**ASSIGNED TASK 1:** In the post on trauma flashbacks, rewrite the passage between "Certain smells, spaces, situations" and "a serious trauma.", inclusive, substituting "harmful relationship" for "toxic relationship".
**ASSIGNED TASK 2:** What timing for each breath does the post on trauma flashbacks recommend?
**ASSIGNED TASK 3:** Extend the post on dealing with trauma flashbacks beyond its final sentence.

**QUOTED PASSAGE:**

Segment Open

Dealing with Trauma Flashback – repost

Certain smells, spaces, situations or people tend to bring up bad feelings we thought we had forgotten about. Most people who went through abuse deal with this problem on the regular basis especially if they just left the toxic relationship or moved away from the abusive parent who left them with a serious trauma.

These bad feelings and flashback can manifest in different ways. Some of the ones I experienced myself are running out of air, losing my touch with reality, feeling like I can’t move, paralyzing shivers up and down my spine, excessive sweating, stuttering etc. One of the worse things I still deal with are my nightmares that happen on a regular basis. The problem with these flashbacks isn’t only that they make you live through your pain again but they can put you in serious danger. If you are in a situation where you could get hurt but your mind has a flashback and paralyzes your body you are in an even bigger danger because you can’t defend yourself.

In my 22 years of life I have been abused physically for roughly eleven years but the psychological abuse continued despite my father not being around because my mind was still trapped and going over everything I experienced as a child. I learned to control it a little bit but there are still certain triggers that give me flashbacks. Some of them are being in the presence of a man who reeks of alcohol, someone putting their hands near my throat…

With time I started to use my breathing to cope with these flashbacks and to calm myself when I wake up from a nightmare. Whenever we get agitated our breathing changes, so in order to ease your mind you need to get back to your normal breathing pattern. Try to even out your inhales and your exhales. Breathe in for 3 second and breathe out for three seconds. It’s that simple and it helps you center your mind. You just need to focus on your breath, on the sensation of air entering and exiting your body. As soon as you get your inhales and exhales evened out you will notice a slight release in your body. Your muscles will get relaxed, your mind will get clear and that pressure on your chest will slowly fade away.

Segment Closed

**SUPPLIED INFORMATION:**

Segment Open

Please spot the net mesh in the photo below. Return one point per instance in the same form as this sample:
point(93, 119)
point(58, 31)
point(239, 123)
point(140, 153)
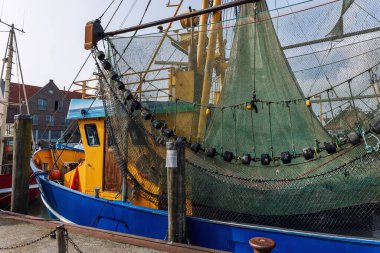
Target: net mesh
point(331, 192)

Segment Closed

**RESULT 1:**
Certain smells, spaces, situations or people tend to bring up bad feelings we thought we had forgotten about. Most people who went through abuse deal with this problem on the regular basis especially if they just left the harmful relationship or moved away from the abusive parent who left them with a serious trauma.

**RESULT 2:** Breathe in for three seconds and breathe out for three seconds.

**RESULT 3:**
This isn’t something you can accomplish perfectly in one take. It took me years of even reminding myself to breathe when I start having flashbacks and panicking. The other thing that helps a lot is meditation. I think it isn’t even necessary to state all the positive sides of mediation because you already know most of them.

When you get flashback and feel paralyzed, you have the feeling like the abuser is still controlling you. He or she is not doing it, you mind is! You need to become aware of the power your mind has over you and you need to develop techniques to calm it down and to rise above what your mind tells your body to feel.

Remember: Transform pain into strength and you will be invincible.